> **Work item**:
Print the records below word for word, beginning with the first line and ending once the line containing "job: provide the outline of every instance of the person" is printed.

►

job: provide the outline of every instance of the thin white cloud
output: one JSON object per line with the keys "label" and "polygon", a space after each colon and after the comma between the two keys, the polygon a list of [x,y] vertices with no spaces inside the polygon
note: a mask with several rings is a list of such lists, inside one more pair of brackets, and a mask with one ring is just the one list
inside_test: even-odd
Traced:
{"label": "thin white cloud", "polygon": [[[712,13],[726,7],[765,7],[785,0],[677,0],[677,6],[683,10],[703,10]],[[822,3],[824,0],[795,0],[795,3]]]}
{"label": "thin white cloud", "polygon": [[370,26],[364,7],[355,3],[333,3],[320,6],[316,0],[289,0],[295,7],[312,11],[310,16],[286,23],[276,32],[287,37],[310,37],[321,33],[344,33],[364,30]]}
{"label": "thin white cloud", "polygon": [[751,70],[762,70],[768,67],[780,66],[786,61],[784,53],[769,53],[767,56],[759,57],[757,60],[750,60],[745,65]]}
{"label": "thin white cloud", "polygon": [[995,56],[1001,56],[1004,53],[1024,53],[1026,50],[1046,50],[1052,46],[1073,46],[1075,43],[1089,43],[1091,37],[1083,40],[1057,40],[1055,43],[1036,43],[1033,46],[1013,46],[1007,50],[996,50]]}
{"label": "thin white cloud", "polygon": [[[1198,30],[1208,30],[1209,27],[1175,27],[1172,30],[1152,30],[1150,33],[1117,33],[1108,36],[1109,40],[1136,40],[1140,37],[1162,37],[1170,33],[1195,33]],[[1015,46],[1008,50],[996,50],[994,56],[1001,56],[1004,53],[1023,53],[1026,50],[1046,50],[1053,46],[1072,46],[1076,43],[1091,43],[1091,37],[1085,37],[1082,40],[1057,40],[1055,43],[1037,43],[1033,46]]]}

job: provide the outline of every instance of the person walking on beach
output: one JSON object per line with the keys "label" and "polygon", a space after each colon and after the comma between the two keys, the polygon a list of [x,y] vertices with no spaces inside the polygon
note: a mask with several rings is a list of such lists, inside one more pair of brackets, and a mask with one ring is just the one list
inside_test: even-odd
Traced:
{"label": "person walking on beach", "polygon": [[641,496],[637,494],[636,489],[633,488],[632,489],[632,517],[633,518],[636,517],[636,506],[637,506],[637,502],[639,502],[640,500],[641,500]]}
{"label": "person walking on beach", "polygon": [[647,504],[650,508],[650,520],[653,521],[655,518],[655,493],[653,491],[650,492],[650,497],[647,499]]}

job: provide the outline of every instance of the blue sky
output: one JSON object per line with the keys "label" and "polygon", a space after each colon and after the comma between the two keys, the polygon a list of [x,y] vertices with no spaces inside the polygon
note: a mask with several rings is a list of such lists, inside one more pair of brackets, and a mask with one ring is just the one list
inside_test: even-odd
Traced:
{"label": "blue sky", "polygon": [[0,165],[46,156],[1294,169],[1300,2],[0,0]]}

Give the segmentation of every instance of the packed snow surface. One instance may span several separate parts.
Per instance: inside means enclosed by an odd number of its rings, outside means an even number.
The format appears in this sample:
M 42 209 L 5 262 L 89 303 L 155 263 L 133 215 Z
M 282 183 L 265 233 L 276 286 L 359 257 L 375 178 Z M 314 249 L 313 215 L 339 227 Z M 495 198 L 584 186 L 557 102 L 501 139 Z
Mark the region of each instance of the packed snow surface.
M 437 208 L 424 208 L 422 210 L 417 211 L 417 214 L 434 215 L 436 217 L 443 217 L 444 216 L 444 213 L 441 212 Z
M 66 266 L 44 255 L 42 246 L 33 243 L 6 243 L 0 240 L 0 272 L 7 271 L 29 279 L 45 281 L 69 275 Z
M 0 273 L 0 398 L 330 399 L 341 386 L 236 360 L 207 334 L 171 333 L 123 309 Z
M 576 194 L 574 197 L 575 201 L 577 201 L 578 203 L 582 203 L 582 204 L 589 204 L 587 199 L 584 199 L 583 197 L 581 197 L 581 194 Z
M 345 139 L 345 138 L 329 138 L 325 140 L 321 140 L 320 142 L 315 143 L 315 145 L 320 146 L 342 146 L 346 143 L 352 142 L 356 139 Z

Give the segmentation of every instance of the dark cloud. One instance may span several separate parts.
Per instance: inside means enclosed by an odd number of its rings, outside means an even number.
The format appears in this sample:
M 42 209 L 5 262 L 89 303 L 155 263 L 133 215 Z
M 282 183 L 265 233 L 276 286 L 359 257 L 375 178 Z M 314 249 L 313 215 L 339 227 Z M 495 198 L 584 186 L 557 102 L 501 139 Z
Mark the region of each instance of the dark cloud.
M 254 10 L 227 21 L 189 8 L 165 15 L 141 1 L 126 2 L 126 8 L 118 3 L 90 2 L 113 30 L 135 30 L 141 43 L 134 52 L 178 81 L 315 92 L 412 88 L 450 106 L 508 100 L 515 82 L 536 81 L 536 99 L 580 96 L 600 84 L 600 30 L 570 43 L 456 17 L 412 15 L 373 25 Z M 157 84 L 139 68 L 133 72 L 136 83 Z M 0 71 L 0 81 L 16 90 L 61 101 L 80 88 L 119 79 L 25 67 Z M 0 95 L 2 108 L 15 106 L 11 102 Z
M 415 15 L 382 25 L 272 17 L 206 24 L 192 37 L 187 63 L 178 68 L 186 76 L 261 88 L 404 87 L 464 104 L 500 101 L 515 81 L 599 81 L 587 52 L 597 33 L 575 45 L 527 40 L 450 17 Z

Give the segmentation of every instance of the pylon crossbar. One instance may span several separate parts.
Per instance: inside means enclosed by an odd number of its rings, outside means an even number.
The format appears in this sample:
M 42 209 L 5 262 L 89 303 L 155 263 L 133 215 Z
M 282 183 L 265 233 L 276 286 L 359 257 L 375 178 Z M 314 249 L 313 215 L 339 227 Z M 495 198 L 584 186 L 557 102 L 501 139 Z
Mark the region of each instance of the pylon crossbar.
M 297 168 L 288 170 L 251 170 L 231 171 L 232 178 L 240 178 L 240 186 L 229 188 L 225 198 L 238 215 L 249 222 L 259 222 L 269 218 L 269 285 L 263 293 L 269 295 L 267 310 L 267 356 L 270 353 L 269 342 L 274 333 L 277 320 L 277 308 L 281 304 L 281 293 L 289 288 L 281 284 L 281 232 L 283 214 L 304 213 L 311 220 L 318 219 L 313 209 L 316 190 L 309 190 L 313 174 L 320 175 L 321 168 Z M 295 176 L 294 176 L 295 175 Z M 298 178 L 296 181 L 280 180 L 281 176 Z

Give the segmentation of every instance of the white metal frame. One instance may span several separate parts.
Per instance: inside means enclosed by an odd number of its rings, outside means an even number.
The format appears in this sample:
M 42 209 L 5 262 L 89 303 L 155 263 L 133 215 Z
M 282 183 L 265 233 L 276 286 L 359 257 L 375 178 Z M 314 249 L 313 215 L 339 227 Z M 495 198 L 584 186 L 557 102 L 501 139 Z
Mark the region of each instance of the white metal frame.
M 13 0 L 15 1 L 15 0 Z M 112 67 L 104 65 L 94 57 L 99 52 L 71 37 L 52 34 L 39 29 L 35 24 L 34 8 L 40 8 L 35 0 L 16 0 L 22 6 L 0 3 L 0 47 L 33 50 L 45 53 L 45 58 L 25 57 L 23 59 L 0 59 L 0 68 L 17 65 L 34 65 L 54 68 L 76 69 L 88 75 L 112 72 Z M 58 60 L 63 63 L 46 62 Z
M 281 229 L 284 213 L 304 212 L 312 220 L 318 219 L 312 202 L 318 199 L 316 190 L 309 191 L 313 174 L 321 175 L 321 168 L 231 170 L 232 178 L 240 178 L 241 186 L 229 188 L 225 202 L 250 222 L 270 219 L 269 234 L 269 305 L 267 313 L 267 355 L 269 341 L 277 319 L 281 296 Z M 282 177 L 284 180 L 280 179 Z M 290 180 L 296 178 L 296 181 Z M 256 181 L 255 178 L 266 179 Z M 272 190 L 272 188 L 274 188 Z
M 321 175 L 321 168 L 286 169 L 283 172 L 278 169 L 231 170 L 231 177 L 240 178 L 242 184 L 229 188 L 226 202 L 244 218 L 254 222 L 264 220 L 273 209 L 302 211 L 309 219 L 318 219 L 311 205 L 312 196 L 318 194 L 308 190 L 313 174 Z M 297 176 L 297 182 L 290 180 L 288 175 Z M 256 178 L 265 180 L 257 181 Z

◄

> **Task answer**:
job: provide the outline of every instance of the thin white cloud
output: one JSON object per line with the keys "label" and "polygon", a space after each colon and after the comma between the two keys, the polygon a list of [x,y] vertices with no spaces inside the polygon
note: a mask with several rings is a list of such lists, inside one more pair of brackets, and a mask with one ring is just the one list
inside_test: even-odd
Traced:
{"label": "thin white cloud", "polygon": [[[712,13],[726,7],[765,7],[785,0],[677,0],[677,6],[683,10],[703,10]],[[822,3],[824,0],[795,0],[795,3]]]}
{"label": "thin white cloud", "polygon": [[370,26],[364,7],[355,3],[333,3],[320,6],[316,0],[289,0],[295,7],[312,11],[310,16],[286,23],[276,32],[287,37],[310,37],[321,33],[344,33],[364,30]]}
{"label": "thin white cloud", "polygon": [[751,70],[762,70],[768,67],[780,66],[786,61],[784,53],[769,53],[767,56],[759,57],[757,60],[750,60],[745,65]]}
{"label": "thin white cloud", "polygon": [[995,56],[1001,56],[1004,53],[1024,53],[1026,50],[1046,50],[1052,46],[1073,46],[1075,43],[1089,43],[1091,37],[1083,40],[1057,40],[1055,43],[1036,43],[1033,46],[1013,46],[1007,50],[996,50]]}
{"label": "thin white cloud", "polygon": [[[1198,30],[1208,30],[1209,27],[1175,27],[1172,30],[1152,30],[1150,33],[1117,33],[1108,36],[1109,40],[1136,40],[1140,37],[1162,37],[1170,33],[1195,33]],[[1015,46],[1008,50],[996,50],[994,56],[1001,56],[1004,53],[1023,53],[1026,50],[1046,50],[1053,46],[1072,46],[1076,43],[1091,43],[1091,37],[1085,37],[1082,40],[1057,40],[1055,43],[1037,43],[1033,46]]]}

job: provide the outline of every instance of the person walking on beach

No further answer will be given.